- Passage

================

Chicago’s Sunjacket is not a measure-once, cut-once musical outfit. Bryan Kveton (vocals, synths, guitars), Carl Hauck (vocals, synths, guitars), and Garret Bodette (drums, percussion) toil over four-minute pop songs with workman-like inefficiency, at times wielding scalpels and other times axing away with almost gory abandon. The process: painstakingly thoughtful. The result: an owner’s manual printed in three different languages, only to be set ablaze and rewritten from scratch by its translators.
Today Sunjacket has released the single “Passenger.” The track will be highlighted on the band’s upcoming album Lifelike, slated for release in June. “We often joked that elements of this song came together in a somewhat automatic way. We’d add to it, forget about it, add a bit more. In a way, it felt like we weren’t even working on it, but it was somehow getting done,” said Hauck. “It started with this bouncy, toy-like synth—a convenient leftover from a previously-saved project. As we began to flesh out other sections, we moved into some harder-hitting sonic territory. So, it seemed fitting to write lyrics that felt playful but at the same time a little biting. To me, the song’s about being trapped in the trappings of hyper-convenience—about how disturbingly easy it is to become both more and more demanding, and more callous to the conditions that make such convenience possible.”

================

- Exercise A
Reproduce the Sunjacket passage word for word between "Chicago’s Sunjacket is" and "by its translators.", inclusive.
- Exercise B
Resume the Sunjacket passage after its final sentence and keep writing it.

- Items
================

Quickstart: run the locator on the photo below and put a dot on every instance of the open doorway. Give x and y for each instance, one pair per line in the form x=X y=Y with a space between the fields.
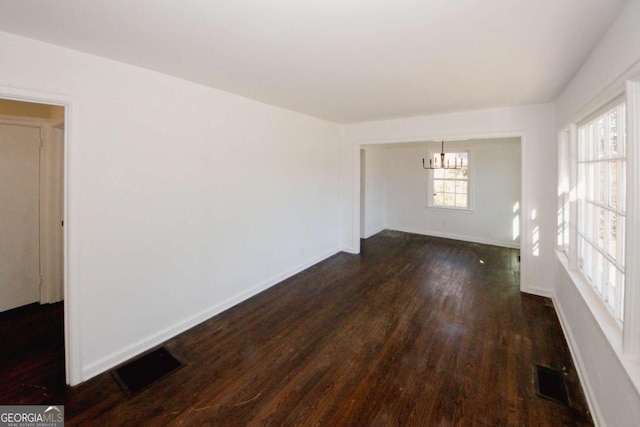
x=482 y=205
x=31 y=253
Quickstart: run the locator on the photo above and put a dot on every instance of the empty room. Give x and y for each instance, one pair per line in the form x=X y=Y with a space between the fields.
x=320 y=213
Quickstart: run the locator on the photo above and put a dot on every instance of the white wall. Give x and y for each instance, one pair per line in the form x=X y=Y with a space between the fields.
x=495 y=191
x=534 y=124
x=614 y=399
x=182 y=200
x=373 y=209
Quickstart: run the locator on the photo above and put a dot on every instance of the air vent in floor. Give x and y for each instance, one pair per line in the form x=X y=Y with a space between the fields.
x=551 y=384
x=143 y=371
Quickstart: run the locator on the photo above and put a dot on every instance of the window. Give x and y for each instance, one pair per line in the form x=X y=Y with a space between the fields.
x=601 y=206
x=563 y=193
x=450 y=187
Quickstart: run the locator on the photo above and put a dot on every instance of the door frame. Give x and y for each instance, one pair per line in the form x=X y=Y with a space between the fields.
x=73 y=365
x=47 y=198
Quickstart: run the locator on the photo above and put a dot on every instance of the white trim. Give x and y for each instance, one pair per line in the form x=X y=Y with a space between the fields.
x=105 y=363
x=452 y=236
x=373 y=232
x=592 y=402
x=631 y=330
x=605 y=322
x=73 y=360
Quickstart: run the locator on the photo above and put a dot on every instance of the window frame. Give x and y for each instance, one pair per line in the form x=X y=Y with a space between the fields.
x=431 y=178
x=595 y=262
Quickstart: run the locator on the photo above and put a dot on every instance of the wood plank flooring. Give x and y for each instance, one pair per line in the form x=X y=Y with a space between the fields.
x=32 y=355
x=415 y=331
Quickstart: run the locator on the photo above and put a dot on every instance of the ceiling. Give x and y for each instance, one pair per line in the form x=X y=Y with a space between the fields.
x=342 y=60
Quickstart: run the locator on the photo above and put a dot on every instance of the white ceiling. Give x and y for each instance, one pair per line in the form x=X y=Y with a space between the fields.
x=341 y=60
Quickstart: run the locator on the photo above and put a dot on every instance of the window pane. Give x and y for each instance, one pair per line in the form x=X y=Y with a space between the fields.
x=613 y=133
x=613 y=184
x=601 y=224
x=450 y=173
x=613 y=234
x=600 y=171
x=600 y=146
x=621 y=284
x=610 y=297
x=449 y=199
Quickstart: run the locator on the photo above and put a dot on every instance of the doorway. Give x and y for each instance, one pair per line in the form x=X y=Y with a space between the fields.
x=32 y=255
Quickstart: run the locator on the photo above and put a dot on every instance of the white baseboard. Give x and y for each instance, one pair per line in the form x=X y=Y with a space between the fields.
x=452 y=236
x=373 y=232
x=579 y=363
x=129 y=352
x=541 y=292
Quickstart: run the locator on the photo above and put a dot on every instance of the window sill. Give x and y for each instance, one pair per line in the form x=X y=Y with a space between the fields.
x=449 y=209
x=610 y=329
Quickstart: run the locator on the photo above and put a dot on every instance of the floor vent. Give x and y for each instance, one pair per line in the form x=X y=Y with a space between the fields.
x=145 y=370
x=551 y=384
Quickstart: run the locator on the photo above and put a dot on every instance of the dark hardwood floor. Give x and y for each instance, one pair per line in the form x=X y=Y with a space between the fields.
x=414 y=331
x=32 y=355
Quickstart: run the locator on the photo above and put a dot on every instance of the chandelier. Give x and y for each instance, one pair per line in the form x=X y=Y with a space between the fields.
x=434 y=164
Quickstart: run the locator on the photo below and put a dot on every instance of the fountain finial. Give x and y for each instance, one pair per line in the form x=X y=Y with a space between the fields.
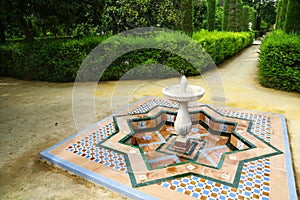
x=183 y=83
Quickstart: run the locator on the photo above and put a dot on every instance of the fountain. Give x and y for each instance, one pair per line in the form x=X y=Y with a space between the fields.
x=183 y=94
x=150 y=151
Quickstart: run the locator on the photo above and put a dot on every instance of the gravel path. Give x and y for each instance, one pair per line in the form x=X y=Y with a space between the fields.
x=37 y=115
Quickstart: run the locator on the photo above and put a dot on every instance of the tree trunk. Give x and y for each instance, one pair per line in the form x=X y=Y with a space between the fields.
x=211 y=11
x=2 y=35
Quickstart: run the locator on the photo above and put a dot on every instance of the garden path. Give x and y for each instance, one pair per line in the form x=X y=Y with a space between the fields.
x=37 y=115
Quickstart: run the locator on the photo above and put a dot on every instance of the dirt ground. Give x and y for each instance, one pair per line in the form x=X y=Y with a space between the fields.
x=37 y=115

================

- Answer A
Chicago’s Sunjacket is not a measure-once, cut-once musical outfit. Bryan Kveton (vocals, synths, guitars), Carl Hauck (vocals, synths, guitars), and Garret Bodette (drums, percussion) toil over four-minute pop songs with workman-like inefficiency, at times wielding scalpels and other times axing away with almost gory abandon. The process: painstakingly thoughtful. The result: an owner’s manual printed in three different languages, only to be set ablaze and rewritten from scratch by its translators.

- Answer B
On More Lifelike, the follow-up to 2016’s Mantra, Sunjacket’s synth-driven art rock vibrates with an internal tension, managing to feel both grand and intimate, exacting and ethereal, optimistic and brooding. Dark, yet ornamented with shards of melodic lightness, the record’s spatial sound design and acoustic-electronic hybrid beats envelop the songwriting like sun-pricked fog.
Infused with palpable yearning, lush arrangements threaten to crack at their static-filled edges. Skittering rhythms leap and convulse below silken electronic washes. Voices hover at the breaking point between full and falsetto, imbued with a blend of introspection and world-weariness. It’s the soundtrack to that elusive moment just before limbo finally gives way to movement.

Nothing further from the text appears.